> _Texto fornecido_:
..........

Espalhadas por 19 estados e o Distrito Federal, essas barragens podem representar riscos à população e a infraestruturas essenciais, como rodovias, pontes e sistemas de abastecimento.
Mineração concentra maior número de barragens críticas
O levantamento, divulgado também pela Agência Brasil, mostra que a mineração continua sendo a atividade com maior número de estruturas classificadas como prioritárias para fiscalização.
Ao todo, são 55 barragens de mineração, correspondendo a 26% das estruturas consideradas críticas pela ANA. Em seguida aparecem barragens destinadas ao abastecimento público de água (51), irrigação (29), regularização de vazão (20), paisagismo (17), dessedentação de animais (16) e outras finalidades (25).
Embora a classificação não signifique risco iminente de rompimento, ela indica que essas barragens necessitam de acompanhamento permanente e correção de pendências relacionadas à segurança.
Quase metade das barragens ainda não foi totalmente classificada
Outro dado que chama a atenção é o volume de informações ainda incompletas sobre as barragens brasileiras.
O Sistema Nacional de Informações sobre Segurança de Barragens (SNISB) reúne atualmente 29.761 estruturas cadastradas. Entretanto, 14.355 delas — cerca de 48% — permanecem com situação indefinida, porque os órgãos responsáveis ainda não informaram todos os dados necessários para classificá-las conforme determina a legislação.

..........

> _O que fazer_:
Diga se cada afirmação concorda com o texto sobre barragens acima, respondendo sim ou não e citando literalmente as palavras do texto que decidem:
1. A mineração é a atividade com mais barragens classificadas como prioritárias para fiscalização.
2. A classificação dessas barragens significa risco iminente de rompimento.
3. O SNISB reúne atualmente mais de 30 mil estruturas cadastradas.

> _Material fornecido_:

..........

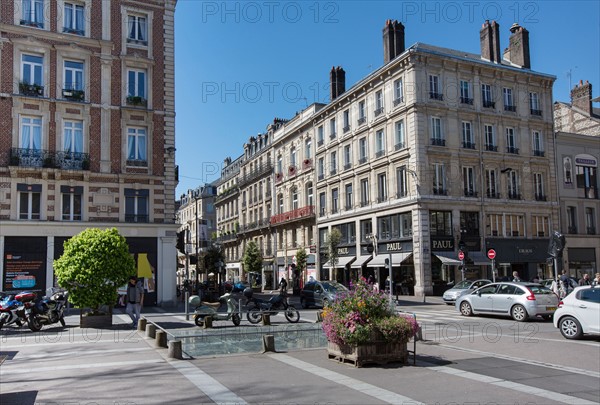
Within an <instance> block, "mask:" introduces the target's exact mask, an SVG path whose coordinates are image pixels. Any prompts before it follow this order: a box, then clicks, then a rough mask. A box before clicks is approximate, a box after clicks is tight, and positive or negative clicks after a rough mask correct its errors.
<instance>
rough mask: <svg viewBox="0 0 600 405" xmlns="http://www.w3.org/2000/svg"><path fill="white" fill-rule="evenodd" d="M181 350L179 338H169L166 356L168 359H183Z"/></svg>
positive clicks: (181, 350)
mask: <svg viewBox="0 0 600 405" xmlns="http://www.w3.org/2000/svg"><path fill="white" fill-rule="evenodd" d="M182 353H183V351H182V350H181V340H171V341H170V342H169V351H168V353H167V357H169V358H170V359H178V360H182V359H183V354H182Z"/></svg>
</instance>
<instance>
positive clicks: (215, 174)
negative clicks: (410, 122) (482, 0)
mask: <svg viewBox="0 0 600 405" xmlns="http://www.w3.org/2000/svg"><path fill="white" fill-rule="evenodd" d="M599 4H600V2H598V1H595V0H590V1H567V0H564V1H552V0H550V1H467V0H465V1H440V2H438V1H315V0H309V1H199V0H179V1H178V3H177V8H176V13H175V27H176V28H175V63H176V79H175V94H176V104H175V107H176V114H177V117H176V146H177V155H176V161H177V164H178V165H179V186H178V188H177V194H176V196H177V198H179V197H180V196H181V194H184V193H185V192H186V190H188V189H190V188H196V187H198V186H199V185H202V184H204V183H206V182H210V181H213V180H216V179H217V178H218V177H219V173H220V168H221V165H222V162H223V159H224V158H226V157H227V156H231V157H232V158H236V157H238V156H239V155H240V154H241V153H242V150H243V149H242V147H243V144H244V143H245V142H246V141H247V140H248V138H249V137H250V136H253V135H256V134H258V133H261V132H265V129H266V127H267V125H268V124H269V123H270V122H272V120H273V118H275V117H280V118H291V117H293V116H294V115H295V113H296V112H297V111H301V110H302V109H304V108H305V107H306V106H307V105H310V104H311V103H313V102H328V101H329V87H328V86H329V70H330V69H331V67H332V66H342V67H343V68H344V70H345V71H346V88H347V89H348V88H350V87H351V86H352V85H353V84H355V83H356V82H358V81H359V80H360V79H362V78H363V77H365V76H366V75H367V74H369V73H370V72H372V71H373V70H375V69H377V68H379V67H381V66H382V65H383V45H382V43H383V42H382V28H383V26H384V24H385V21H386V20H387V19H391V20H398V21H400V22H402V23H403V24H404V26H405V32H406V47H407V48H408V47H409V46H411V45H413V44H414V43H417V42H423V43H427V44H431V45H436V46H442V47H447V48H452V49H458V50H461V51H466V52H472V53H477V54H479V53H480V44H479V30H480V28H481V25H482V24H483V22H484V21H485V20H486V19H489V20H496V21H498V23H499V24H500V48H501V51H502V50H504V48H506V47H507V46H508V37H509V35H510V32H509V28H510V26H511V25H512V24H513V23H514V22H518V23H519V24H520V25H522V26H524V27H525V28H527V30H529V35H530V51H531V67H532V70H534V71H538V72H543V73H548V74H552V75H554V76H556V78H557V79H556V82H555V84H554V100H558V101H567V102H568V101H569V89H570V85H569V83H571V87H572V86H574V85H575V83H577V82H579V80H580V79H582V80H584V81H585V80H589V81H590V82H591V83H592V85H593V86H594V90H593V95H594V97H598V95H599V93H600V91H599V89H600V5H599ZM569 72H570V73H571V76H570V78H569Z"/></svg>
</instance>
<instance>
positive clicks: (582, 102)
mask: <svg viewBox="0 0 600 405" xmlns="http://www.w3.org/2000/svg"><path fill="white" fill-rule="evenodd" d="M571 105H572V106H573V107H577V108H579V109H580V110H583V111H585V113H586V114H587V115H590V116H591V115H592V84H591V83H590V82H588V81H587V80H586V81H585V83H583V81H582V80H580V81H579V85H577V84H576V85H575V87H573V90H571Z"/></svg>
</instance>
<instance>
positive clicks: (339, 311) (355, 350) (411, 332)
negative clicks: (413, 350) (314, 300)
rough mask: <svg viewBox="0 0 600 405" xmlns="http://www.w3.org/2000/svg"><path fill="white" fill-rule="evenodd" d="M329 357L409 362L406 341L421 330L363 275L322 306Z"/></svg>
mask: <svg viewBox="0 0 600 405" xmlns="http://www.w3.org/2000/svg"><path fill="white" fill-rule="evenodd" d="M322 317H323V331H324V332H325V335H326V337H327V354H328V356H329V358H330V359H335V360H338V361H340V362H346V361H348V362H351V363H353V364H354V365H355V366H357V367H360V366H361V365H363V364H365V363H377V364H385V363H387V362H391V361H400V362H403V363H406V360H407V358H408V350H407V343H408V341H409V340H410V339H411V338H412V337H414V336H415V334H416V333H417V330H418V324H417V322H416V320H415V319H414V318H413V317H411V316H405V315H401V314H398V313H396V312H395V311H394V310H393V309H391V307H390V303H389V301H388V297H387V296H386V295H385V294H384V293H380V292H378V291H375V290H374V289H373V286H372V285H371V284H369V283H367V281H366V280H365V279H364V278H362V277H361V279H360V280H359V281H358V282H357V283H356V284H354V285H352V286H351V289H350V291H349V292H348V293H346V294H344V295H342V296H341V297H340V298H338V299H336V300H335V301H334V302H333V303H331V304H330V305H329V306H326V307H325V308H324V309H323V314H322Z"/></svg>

..........

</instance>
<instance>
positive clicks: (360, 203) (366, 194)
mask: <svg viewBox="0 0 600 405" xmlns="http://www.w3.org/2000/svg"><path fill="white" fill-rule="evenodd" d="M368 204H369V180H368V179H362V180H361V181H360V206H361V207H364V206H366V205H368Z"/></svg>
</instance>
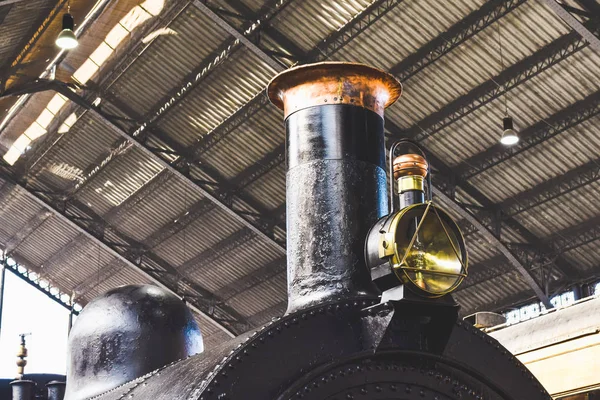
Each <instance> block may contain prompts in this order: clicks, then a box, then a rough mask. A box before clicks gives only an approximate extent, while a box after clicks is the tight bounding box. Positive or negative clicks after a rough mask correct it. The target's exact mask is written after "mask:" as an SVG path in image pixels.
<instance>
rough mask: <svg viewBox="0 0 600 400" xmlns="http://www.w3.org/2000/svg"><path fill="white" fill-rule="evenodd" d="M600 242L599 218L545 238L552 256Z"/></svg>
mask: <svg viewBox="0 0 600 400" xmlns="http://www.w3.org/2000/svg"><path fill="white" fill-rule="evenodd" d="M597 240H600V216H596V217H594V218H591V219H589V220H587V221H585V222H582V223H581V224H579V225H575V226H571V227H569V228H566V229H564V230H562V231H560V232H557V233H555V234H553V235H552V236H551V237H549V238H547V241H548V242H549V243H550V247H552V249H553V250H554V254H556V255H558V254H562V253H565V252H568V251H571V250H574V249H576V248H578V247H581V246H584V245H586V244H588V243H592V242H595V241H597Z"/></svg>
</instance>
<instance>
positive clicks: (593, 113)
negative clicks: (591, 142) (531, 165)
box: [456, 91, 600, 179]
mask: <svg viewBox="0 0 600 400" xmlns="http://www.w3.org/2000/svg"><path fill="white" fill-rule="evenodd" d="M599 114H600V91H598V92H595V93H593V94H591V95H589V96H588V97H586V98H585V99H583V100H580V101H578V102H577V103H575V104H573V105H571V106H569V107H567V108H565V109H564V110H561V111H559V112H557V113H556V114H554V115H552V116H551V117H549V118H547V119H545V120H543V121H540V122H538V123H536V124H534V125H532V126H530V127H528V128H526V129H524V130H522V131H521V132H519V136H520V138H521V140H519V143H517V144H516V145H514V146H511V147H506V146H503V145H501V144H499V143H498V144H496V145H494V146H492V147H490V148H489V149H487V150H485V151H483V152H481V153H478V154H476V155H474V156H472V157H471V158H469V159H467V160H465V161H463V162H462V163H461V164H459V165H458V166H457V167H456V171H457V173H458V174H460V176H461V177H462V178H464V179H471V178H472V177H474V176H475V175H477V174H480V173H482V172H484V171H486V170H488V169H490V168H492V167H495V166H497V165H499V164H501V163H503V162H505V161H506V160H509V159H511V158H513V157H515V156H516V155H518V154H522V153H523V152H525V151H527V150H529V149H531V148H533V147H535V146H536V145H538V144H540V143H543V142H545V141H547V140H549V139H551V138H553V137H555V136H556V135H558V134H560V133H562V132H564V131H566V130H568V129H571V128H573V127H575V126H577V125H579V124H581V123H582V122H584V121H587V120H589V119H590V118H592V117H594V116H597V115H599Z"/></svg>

..........

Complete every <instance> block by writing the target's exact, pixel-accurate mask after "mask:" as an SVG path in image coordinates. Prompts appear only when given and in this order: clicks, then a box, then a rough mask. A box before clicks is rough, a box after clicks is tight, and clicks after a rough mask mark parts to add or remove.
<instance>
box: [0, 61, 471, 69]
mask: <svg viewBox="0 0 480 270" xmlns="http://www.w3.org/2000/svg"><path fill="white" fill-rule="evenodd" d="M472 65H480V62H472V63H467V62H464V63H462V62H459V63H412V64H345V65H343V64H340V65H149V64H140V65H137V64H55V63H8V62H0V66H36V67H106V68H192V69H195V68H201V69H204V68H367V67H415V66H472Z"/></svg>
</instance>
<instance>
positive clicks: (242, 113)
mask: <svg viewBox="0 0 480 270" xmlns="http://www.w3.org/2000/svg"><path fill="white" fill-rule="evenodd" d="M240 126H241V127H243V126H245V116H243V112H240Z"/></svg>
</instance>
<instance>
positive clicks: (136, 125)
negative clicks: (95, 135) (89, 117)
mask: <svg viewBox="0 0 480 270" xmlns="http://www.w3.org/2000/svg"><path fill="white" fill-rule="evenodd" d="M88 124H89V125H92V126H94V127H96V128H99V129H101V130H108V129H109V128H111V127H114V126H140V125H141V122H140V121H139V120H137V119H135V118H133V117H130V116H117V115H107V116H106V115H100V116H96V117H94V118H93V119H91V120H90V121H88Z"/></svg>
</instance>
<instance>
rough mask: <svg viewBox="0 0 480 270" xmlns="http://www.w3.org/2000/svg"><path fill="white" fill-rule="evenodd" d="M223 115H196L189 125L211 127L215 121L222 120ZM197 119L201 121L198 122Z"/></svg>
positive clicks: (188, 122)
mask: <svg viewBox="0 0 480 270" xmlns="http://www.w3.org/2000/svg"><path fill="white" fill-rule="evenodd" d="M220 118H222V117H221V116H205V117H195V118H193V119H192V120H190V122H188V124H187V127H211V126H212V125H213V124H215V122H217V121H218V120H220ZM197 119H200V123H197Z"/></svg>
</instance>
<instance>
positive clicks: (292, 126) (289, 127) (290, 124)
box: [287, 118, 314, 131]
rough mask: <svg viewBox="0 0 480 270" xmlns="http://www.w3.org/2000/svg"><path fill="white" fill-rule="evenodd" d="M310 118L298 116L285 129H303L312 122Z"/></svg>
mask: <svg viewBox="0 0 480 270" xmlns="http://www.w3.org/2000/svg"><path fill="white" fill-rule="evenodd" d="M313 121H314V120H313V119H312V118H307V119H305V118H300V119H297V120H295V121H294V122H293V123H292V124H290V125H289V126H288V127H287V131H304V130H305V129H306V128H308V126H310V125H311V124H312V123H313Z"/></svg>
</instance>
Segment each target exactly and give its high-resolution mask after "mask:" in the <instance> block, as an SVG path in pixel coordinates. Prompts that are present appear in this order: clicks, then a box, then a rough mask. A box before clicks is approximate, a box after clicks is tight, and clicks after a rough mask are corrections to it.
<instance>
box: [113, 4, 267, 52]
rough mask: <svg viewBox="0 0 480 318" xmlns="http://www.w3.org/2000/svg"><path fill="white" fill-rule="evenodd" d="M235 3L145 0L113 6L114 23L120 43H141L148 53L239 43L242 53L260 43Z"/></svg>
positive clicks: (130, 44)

..........

> _Solução da tarefa_:
1. Sim: "a mineração continua sendo a atividade com maior número de estruturas classificadas como prioritárias para fiscalização".
2. Não: "Embora a classificação não signifique risco iminente de rompimento".
3. Não: "reúne atualmente 29.761 estruturas cadastradas".